Copy each line of the listing below that contains the word "wall".

** START Provided records **

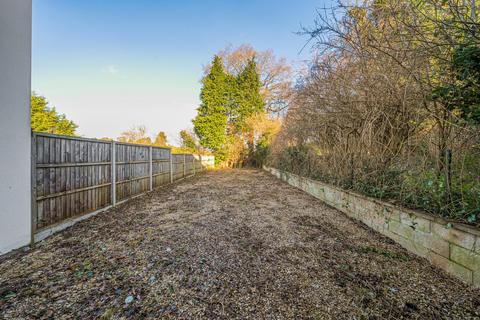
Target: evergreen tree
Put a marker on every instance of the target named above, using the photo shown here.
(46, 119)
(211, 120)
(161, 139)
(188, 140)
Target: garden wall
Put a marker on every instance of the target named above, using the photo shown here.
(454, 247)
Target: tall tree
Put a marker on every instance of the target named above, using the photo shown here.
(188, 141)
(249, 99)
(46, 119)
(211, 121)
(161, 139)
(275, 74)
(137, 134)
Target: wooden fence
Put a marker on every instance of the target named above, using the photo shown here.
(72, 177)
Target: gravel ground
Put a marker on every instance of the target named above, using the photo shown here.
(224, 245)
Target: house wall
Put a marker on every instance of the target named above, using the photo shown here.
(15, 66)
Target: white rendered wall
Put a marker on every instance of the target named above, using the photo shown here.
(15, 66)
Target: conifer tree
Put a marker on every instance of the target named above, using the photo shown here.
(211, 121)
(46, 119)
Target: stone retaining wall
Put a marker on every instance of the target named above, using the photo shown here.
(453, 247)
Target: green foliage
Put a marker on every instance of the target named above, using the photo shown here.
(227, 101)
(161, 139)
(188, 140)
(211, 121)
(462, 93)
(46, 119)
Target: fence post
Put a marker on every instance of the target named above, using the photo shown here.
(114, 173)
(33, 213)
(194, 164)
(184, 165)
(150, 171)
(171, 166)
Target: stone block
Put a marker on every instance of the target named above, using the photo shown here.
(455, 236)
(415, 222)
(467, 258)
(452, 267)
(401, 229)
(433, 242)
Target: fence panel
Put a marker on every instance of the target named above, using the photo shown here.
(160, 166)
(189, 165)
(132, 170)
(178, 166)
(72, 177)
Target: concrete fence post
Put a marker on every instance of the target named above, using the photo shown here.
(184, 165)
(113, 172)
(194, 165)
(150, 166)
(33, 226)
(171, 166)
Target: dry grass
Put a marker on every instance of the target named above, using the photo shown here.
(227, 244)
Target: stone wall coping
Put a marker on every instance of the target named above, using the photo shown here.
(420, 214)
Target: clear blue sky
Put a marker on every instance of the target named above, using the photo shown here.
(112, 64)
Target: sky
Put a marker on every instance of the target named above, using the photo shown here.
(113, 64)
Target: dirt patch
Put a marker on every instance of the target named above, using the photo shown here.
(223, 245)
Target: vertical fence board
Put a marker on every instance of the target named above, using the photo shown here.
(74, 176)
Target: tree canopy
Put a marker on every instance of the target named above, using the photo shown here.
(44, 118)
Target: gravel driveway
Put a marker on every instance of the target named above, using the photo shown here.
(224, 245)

** END Provided records **
** START Provided records **

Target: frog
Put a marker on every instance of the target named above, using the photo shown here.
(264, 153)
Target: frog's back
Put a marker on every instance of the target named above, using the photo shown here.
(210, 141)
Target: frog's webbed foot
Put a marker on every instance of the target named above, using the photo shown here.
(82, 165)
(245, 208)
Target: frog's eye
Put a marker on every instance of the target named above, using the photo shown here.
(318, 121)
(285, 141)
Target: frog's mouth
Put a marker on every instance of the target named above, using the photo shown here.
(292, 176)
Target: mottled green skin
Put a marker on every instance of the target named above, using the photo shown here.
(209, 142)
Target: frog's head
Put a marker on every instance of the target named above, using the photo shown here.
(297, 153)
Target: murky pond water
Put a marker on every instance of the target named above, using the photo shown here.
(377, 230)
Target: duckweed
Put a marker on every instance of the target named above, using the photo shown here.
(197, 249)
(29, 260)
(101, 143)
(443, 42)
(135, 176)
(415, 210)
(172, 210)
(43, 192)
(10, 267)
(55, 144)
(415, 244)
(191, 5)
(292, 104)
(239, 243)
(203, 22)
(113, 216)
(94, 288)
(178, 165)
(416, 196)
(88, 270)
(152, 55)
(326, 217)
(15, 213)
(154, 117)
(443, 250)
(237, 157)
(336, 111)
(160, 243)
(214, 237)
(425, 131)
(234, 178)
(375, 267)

** END Provided records **

Final result ▸
Target: garden wall
Target: house wall
Target: white rendered wall
Target: stone retaining wall
Target: stone wall coping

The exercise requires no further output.